> Extracted records:
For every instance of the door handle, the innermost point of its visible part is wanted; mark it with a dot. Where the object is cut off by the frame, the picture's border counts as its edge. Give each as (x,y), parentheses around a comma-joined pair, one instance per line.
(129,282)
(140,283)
--
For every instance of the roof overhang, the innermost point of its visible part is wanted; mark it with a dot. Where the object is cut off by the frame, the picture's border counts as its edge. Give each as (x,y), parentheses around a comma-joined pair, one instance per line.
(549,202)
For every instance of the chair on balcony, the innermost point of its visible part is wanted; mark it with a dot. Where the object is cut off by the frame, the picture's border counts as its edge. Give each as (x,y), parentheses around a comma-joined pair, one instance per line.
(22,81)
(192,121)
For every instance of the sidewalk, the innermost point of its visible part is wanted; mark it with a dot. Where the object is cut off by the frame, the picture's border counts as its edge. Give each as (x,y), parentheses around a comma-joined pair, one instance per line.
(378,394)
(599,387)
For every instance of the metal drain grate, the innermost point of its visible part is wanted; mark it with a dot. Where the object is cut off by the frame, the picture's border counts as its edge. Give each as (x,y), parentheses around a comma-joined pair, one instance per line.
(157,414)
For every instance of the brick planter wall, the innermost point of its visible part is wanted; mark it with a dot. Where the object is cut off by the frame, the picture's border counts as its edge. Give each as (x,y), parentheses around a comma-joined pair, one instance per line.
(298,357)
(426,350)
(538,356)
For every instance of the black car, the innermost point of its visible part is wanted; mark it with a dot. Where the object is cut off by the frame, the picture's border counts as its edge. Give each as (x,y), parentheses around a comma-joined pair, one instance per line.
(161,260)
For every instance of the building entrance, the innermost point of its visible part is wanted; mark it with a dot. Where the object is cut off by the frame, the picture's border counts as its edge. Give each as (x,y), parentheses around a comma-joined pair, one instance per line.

> About this task:
Return, unchanged, the run of lines above that opens with the line containing "For every instance of the black" and closes with the line containing "For every instance of the building". Include both.

> Solution to this problem:
For every instance of the black car, the innermost point of its visible part is wanted; mark it with a dot. Where the object is cut off by the frame, the picture's border counts as its edge. Give each as (x,y), parentheses around a comma-joined pair, one instance per line.
(161,260)
For every instance of the building entrance, the innermost point of its visible part is wanted; mark it with a dot. Where the object is cut off by the frame, the picture's border counts as its edge. Give each as (x,y), parentheses around a comma-joined pair, one instance per line.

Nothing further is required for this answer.